*TASK STATEMENT*: Can you write out all the entries below word for word, leaving the pictures out?

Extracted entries
------------
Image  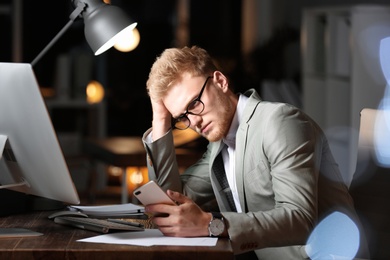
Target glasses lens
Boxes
[187,100,204,115]
[175,116,190,130]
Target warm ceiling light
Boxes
[31,0,137,66]
[86,80,104,104]
[114,28,140,52]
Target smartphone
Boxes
[133,180,176,206]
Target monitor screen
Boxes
[0,63,80,204]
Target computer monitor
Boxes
[0,63,80,204]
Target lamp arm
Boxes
[31,2,86,66]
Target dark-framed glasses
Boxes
[172,76,213,130]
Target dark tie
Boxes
[213,152,237,211]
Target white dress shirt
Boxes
[222,94,248,212]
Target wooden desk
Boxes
[83,136,203,203]
[0,212,234,260]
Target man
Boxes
[143,46,368,259]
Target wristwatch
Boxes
[209,212,225,237]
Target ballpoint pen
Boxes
[107,218,144,228]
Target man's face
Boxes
[163,73,235,142]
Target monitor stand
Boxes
[28,195,66,211]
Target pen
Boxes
[107,218,144,228]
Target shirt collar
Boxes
[222,94,248,149]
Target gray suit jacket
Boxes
[144,90,368,259]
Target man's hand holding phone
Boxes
[134,181,211,237]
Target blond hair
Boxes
[146,46,217,100]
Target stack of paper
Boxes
[68,203,145,218]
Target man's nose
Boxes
------------
*OUTPUT OF THE TASK*:
Image  
Target glasses lens
Boxes
[187,100,204,115]
[175,116,190,130]
Target warm ceiling light
Boxes
[31,0,137,66]
[86,80,104,104]
[114,28,140,52]
Target smartphone
Boxes
[133,180,176,206]
Target monitor screen
Boxes
[0,63,80,204]
Target computer monitor
Boxes
[0,63,80,204]
Target lamp arm
Boxes
[31,2,86,66]
Target dark-framed glasses
Boxes
[172,76,213,130]
Target dark tie
Boxes
[213,152,237,211]
Target white dress shirt
Boxes
[222,94,248,212]
Target wooden desk
Boxes
[83,136,203,203]
[0,212,234,260]
Target man
Boxes
[143,46,368,259]
Target wristwatch
Boxes
[209,212,225,237]
Target ballpoint pen
Boxes
[107,218,144,228]
Target man's face
Boxes
[163,73,235,142]
Target monitor stand
Boxes
[28,195,66,211]
Target pen
Boxes
[107,218,144,228]
Target shirt collar
Boxes
[222,94,248,149]
Target gray suit jacket
Boxes
[144,90,368,259]
Target man's hand holding phone
Boxes
[134,181,211,237]
Target blond hair
Boxes
[146,46,217,100]
Target stack of paper
Boxes
[68,203,145,218]
Target man's nose
Boxes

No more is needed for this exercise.